Text block
%%

Treatment of chronic venous insufficiency with macerates

Author of the study:
Dr. Lidia Cristaldi
Medical Surgeon Spec. In Angiology, Hygiene and Occupational Medicine.


Chronic venous insufficiency is due to a state of prolonged venous hypertension in the skin and subcutaneous tissue, predominantly in the lower limbs (1).
Under normal conditions, bicuspid venous valves are deputed to direct blood from the superficial veins of the lower extremities to the heart (through the deep venous system), from the bottom to the top against the force of gravity. In IVC (Chronic Venous Insufficiency), these valves are unable to perform this task, so there is reflux (reversal of flow) of blood from the deep to the superficial venous system; therefore, superficial venous hypertension is created.
The consequence is a stagnation of blood within the veins of the lower limbs, which creates continuous pressure on the walls of the veins that can lead, in an advanced stage of the disease, to the exhaustion and dilatation of the wall itself (varices) and the leakage of fluid into the surrounding tissues (edema), producing damage to the organ “Endothelium.”

Role of the endothelium

The Endothelium constitutes the structure that interposes between the vessels and the blood and in addition to regulating barrier function provides the structural and functional basis for phenomena related to homeostasis, thrombosis, and atherogenesis. In capillaries it is the main constituent. Veins originate from the capillary network of various tissues and organs that flow into trunks of increasing caliber. The venous wall differs from the arterial wall mainly in having fewer elastic fibers and more collagen. The anatomical location of the endothelium is strategic, as by interfacing between blood and tissue it plays a key role in maintaining blood fluidity and modulating the activation of coagulation or fibrinolysis. Another not insignificant property is the area it covers, which amounts to several hundred square meters. IVC can be divided into:

  • ORGANIC IVC, which is caused by true pathologies of the veins (varices, venous dithrombosis outcomes, etc.).
  • FUNCTIONAL IVC, which is an expression of a functional overload of veins that, although normal, are called upon to overwork (sural pump insufficiencya change in posture, lymphedema, etc.).

Epidemiology and risk factors

The prevalence of Chronic Venous Insufficiency is 10-15% in the adult male population and 50-55% in the female population.
The disorder predominantly affects the female sex up to the age of 50-60 years, after this age no significant differences are noted between the two sexes.
It is more common in individuals of white race than in those of Asian race.
It is the result of a genetic predisposition associated with various environmental and social factors that lead to or accentuate a state of venous hypertension (pregnancies, constipation, use of oral contraceptives, improper footwear, inadequate clothing, sedentary lifestyle, obesity, alcohol, cigarette smoking, which has a vasoconstrictive action on the arteries, especially the smaller ones), orthopedic abnormalities (flat or hollow feet, postural alterations of the back or knees).
It is gradually increasing in highly urbanized and heavily industrialized populations.
IVC is a disease with a chronic progressive course, which in addition to its undoubted cosmetic implications should be considered as a real social phenomenon, leading to increasing costs for health care facilities.

%%

Data extracted from a collection:
%%

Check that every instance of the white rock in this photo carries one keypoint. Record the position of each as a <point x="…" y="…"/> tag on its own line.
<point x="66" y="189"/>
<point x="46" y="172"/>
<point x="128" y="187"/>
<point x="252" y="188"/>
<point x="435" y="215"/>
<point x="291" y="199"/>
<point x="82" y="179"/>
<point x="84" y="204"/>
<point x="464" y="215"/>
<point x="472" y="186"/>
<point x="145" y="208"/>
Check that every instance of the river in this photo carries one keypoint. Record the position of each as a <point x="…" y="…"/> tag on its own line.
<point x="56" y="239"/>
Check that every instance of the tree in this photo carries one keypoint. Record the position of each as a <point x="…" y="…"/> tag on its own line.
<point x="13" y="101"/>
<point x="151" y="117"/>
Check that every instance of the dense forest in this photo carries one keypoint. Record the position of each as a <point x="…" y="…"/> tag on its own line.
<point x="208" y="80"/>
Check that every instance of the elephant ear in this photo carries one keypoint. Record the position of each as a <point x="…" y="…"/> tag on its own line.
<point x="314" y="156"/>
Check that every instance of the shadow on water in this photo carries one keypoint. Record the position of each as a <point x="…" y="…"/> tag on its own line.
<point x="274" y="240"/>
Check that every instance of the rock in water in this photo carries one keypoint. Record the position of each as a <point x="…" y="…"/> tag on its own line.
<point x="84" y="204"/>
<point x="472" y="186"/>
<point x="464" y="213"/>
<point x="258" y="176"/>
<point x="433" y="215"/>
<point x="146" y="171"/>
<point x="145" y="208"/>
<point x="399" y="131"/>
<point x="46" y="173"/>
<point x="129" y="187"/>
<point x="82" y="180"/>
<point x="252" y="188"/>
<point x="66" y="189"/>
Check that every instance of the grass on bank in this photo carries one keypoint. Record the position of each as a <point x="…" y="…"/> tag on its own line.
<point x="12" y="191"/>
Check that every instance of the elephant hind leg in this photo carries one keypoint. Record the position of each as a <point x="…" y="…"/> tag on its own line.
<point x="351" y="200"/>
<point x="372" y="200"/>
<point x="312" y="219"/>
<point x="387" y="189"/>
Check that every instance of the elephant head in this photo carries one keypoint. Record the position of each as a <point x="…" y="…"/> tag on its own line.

%%

Tasks to complete
1. What prevalence of chronic venous insufficiency does the venous insufficiency text give for the adult female population?
2. Write out the venous insufficiency text word for word from "Epidemiology and risk" to "the female population.".

Your responses
1. 50-55%

2.
Epidemiology and risk factors

The prevalence of Chronic Venous Insufficiency is 10-15% in the adult male population and 50-55% in the female population.